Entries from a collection
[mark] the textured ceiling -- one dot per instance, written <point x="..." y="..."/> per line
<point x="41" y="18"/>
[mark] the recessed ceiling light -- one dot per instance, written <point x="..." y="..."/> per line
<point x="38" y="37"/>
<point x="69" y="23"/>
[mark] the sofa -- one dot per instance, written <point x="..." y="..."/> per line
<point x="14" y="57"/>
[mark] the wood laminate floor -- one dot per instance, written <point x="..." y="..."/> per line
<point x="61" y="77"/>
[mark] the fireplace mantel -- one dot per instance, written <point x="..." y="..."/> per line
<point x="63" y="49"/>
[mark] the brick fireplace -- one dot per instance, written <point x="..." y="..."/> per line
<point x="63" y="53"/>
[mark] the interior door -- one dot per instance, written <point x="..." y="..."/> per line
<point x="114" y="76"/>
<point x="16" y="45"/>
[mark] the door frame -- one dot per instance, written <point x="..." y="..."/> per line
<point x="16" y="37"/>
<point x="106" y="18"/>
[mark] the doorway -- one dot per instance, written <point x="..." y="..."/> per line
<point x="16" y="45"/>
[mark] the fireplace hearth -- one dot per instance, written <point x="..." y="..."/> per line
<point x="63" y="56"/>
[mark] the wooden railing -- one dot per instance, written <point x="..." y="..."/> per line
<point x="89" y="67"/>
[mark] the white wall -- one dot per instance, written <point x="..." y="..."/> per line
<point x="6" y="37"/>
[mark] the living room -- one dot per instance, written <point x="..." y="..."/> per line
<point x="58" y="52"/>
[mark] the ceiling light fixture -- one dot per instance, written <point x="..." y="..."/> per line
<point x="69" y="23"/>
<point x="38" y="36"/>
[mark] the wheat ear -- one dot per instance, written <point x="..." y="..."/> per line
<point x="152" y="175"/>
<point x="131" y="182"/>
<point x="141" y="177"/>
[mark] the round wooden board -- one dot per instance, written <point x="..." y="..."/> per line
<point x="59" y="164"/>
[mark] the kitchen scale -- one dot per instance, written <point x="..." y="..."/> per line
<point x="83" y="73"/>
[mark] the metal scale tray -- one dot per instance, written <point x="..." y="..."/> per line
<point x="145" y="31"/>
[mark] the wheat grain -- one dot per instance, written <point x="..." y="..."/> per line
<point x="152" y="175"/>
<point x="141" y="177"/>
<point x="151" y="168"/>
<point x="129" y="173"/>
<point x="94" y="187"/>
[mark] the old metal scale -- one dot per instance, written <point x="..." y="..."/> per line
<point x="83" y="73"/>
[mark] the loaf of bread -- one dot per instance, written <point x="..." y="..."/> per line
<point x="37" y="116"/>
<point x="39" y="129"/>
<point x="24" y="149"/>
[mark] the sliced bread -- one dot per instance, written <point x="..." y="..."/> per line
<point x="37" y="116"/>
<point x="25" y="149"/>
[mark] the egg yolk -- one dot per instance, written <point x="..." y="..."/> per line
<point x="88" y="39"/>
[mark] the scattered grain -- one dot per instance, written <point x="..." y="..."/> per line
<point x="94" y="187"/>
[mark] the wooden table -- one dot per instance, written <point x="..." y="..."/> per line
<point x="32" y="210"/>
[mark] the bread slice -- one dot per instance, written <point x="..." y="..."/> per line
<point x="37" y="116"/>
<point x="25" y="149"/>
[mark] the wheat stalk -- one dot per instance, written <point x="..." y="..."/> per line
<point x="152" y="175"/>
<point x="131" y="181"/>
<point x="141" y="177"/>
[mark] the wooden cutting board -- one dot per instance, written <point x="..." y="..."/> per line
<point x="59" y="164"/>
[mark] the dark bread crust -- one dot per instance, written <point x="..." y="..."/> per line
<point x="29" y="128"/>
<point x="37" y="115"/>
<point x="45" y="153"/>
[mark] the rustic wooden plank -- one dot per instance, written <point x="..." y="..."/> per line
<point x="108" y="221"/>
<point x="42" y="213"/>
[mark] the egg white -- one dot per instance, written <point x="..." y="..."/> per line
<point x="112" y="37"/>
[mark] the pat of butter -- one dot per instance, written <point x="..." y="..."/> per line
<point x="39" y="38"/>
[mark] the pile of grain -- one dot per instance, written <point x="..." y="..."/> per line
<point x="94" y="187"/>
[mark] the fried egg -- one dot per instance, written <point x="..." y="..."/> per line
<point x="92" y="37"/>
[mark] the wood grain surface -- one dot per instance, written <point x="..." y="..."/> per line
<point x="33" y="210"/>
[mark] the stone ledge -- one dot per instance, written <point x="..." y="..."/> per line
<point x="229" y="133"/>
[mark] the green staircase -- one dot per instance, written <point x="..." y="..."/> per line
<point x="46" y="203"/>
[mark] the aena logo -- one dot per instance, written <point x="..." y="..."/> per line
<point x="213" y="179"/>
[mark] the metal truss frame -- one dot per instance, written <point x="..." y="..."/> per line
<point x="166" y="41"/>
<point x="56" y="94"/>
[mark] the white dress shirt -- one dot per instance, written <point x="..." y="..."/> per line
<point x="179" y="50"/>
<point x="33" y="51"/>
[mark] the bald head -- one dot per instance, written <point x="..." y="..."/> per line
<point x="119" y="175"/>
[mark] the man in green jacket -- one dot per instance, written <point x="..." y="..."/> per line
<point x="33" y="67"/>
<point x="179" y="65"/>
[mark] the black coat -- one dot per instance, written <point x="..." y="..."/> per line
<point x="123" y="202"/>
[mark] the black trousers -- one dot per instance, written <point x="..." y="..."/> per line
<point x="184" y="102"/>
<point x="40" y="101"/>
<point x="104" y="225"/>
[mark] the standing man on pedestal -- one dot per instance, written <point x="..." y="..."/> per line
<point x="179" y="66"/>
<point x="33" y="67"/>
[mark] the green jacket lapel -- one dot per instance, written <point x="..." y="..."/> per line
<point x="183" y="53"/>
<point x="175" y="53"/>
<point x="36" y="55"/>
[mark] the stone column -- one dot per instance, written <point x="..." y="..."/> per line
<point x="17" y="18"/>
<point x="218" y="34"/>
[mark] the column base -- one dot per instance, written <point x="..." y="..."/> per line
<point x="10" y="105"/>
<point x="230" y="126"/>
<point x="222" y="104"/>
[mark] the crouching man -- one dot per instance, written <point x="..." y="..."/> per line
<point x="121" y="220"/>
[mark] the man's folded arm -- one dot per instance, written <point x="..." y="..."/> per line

### WRITTEN EXERCISE
Put each line of the listing above into a Markdown table with the columns "No." and "Line", numbering the rows and skipping blank lines.

### ANSWER TO THE TASK
| No. | Line |
|---|---|
| 1 | [mark] the textured ceiling -- one dot per instance, written <point x="..." y="..."/> per line |
| 2 | <point x="41" y="18"/> |
| 3 | [mark] the recessed ceiling light -- one dot per instance, written <point x="..." y="..."/> per line |
| 4 | <point x="38" y="37"/> |
| 5 | <point x="69" y="23"/> |
| 6 | [mark] the sofa -- one dot per instance, written <point x="..." y="..."/> per line |
| 7 | <point x="14" y="57"/> |
| 8 | [mark] the wood laminate floor -- one dot per instance, written <point x="..." y="..."/> per line |
| 9 | <point x="61" y="77"/> |
| 10 | [mark] the fireplace mantel -- one dot per instance, written <point x="..." y="..."/> per line |
| 11 | <point x="63" y="49"/> |
| 12 | [mark] the brick fireplace -- one dot per instance, written <point x="..." y="..."/> per line |
| 13 | <point x="63" y="53"/> |
| 14 | [mark] the interior door -- one dot per instance, written <point x="..." y="..."/> per line |
| 15 | <point x="114" y="76"/> |
| 16 | <point x="16" y="45"/> |
| 17 | [mark] the door frame -- one dot per instance, written <point x="..." y="..."/> per line |
| 18 | <point x="16" y="37"/> |
| 19 | <point x="106" y="18"/> |
| 20 | [mark] the doorway -- one dot per instance, written <point x="..." y="..."/> per line |
| 21 | <point x="16" y="45"/> |
| 22 | [mark] the fireplace hearth -- one dot per instance, written <point x="..." y="..."/> per line |
| 23 | <point x="63" y="56"/> |
| 24 | [mark] the wooden railing -- one dot per instance, written <point x="..." y="..."/> per line |
| 25 | <point x="89" y="67"/> |
| 26 | [mark] the white wall -- one dot per instance, written <point x="..." y="..."/> per line |
| 27 | <point x="6" y="37"/> |
| 28 | [mark] the living room -- one dot per instance, written <point x="..." y="..."/> per line |
| 29 | <point x="58" y="52"/> |
| 30 | [mark] the ceiling light fixture -- one dot per instance, written <point x="..." y="..."/> per line |
| 31 | <point x="69" y="23"/> |
| 32 | <point x="38" y="36"/> |
| 33 | [mark] the wheat ear -- one dot per instance, written <point x="..." y="..."/> per line |
| 34 | <point x="152" y="175"/> |
| 35 | <point x="131" y="182"/> |
| 36 | <point x="141" y="177"/> |
| 37 | [mark] the round wooden board -- one dot per instance, written <point x="..." y="..."/> per line |
| 38 | <point x="59" y="164"/> |
| 39 | [mark] the kitchen scale -- one dot per instance, written <point x="..." y="..."/> per line |
| 40 | <point x="83" y="73"/> |
| 41 | [mark] the metal scale tray -- one dot per instance, written <point x="..." y="..."/> per line |
| 42 | <point x="145" y="31"/> |
| 43 | [mark] the wheat grain -- one dot per instance, written <point x="..." y="..."/> per line |
| 44 | <point x="152" y="175"/> |
| 45 | <point x="141" y="177"/> |
| 46 | <point x="151" y="168"/> |
| 47 | <point x="129" y="173"/> |
| 48 | <point x="94" y="187"/> |
| 49 | [mark] the old metal scale -- one dot per instance, written <point x="..." y="..."/> per line |
| 50 | <point x="83" y="73"/> |
| 51 | [mark] the loaf of bread -- one dot per instance, written <point x="..." y="..."/> per line |
| 52 | <point x="37" y="116"/> |
| 53 | <point x="39" y="129"/> |
| 54 | <point x="24" y="149"/> |
| 55 | [mark] the sliced bread -- one dot per instance, written <point x="..." y="..."/> per line |
| 56 | <point x="37" y="116"/> |
| 57 | <point x="25" y="149"/> |
| 58 | [mark] the egg yolk -- one dot per instance, written <point x="..." y="..."/> per line |
| 59 | <point x="88" y="39"/> |
| 60 | [mark] the scattered grain -- one dot per instance, written <point x="..." y="..."/> per line |
| 61 | <point x="94" y="187"/> |
| 62 | [mark] the wooden table -- one dot per instance, written <point x="..." y="..."/> per line |
| 63 | <point x="32" y="210"/> |
| 64 | [mark] the bread slice -- one dot per instance, written <point x="..." y="..."/> per line |
| 65 | <point x="37" y="116"/> |
| 66 | <point x="25" y="149"/> |
| 67 | [mark] the wheat stalk -- one dot per instance, written <point x="..." y="..."/> per line |
| 68 | <point x="152" y="175"/> |
| 69 | <point x="131" y="181"/> |
| 70 | <point x="141" y="177"/> |
| 71 | [mark] the wooden cutting board -- one dot per instance, written <point x="..." y="..."/> per line |
| 72 | <point x="59" y="164"/> |
| 73 | [mark] the dark bread crust -- one dot per instance, written <point x="..." y="..."/> per line |
| 74 | <point x="29" y="128"/> |
| 75 | <point x="37" y="115"/> |
| 76 | <point x="45" y="153"/> |
| 77 | [mark] the rustic wooden plank -- one dot per instance, written <point x="..." y="..."/> per line |
| 78 | <point x="108" y="221"/> |
| 79 | <point x="42" y="213"/> |
| 80 | [mark] the egg white -- one dot per instance, written <point x="..." y="..."/> per line |
| 81 | <point x="112" y="37"/> |
| 82 | [mark] the pat of butter -- one dot per instance, written <point x="..." y="..."/> per line |
| 83 | <point x="39" y="38"/> |
| 84 | [mark] the pile of grain -- one dot per instance, written <point x="..." y="..."/> per line |
| 85 | <point x="94" y="187"/> |
| 86 | [mark] the fried egg -- one dot per instance, written <point x="..." y="..."/> per line |
| 87 | <point x="92" y="37"/> |
| 88 | [mark] the wood grain surface -- one dot per instance, written <point x="..." y="..."/> per line |
| 89 | <point x="33" y="210"/> |
| 90 | [mark] the stone ledge -- one dot per instance, written <point x="..." y="..."/> per line |
| 91 | <point x="229" y="133"/> |
| 92 | [mark] the green staircase -- one dot per instance, written <point x="..." y="..."/> per line |
| 93 | <point x="46" y="203"/> |
| 94 | [mark] the aena logo -- one dot per instance, written <point x="..." y="..."/> per line |
| 95 | <point x="213" y="179"/> |
| 96 | [mark] the metal truss frame -- one dot per instance, written <point x="..." y="..."/> per line |
| 97 | <point x="166" y="41"/> |
| 98 | <point x="56" y="94"/> |
| 99 | [mark] the white dress shirt -- one dot per instance, written <point x="..." y="..."/> per line |
| 100 | <point x="179" y="50"/> |
| 101 | <point x="33" y="51"/> |
| 102 | [mark] the bald head -- one dot per instance, written <point x="..." y="..."/> per line |
| 103 | <point x="119" y="175"/> |
| 104 | [mark] the man in green jacket -- one dot per instance, written <point x="..." y="..."/> per line |
| 105 | <point x="33" y="67"/> |
| 106 | <point x="179" y="65"/> |
| 107 | [mark] the black coat -- one dot per instance, written <point x="..." y="..."/> per line |
| 108 | <point x="123" y="202"/> |
| 109 | [mark] the black trousers -- one dot per instance, written <point x="..." y="..."/> per line |
| 110 | <point x="184" y="102"/> |
| 111 | <point x="40" y="101"/> |
| 112 | <point x="104" y="225"/> |
| 113 | [mark] the standing man on pedestal -- one dot per instance, written <point x="..." y="..."/> per line |
| 114 | <point x="179" y="66"/> |
| 115 | <point x="33" y="67"/> |
| 116 | [mark] the green jacket lapel -- one dot per instance, written <point x="..." y="..."/> per line |
| 117 | <point x="183" y="53"/> |
| 118 | <point x="175" y="53"/> |
| 119 | <point x="36" y="55"/> |
| 120 | [mark] the stone column -- one dot per instance, written <point x="..." y="..."/> per line |
| 121 | <point x="17" y="18"/> |
| 122 | <point x="218" y="34"/> |
| 123 | [mark] the column base -- one dot per instance, written <point x="..." y="..."/> per line |
| 124 | <point x="10" y="105"/> |
| 125 | <point x="230" y="126"/> |
| 126 | <point x="222" y="104"/> |
| 127 | [mark] the crouching man -- one dot per instance, written <point x="..." y="..."/> per line |
| 128 | <point x="121" y="220"/> |
| 129 | [mark] the man's folded arm -- one dot per instance, written <point x="..." y="..."/> per line |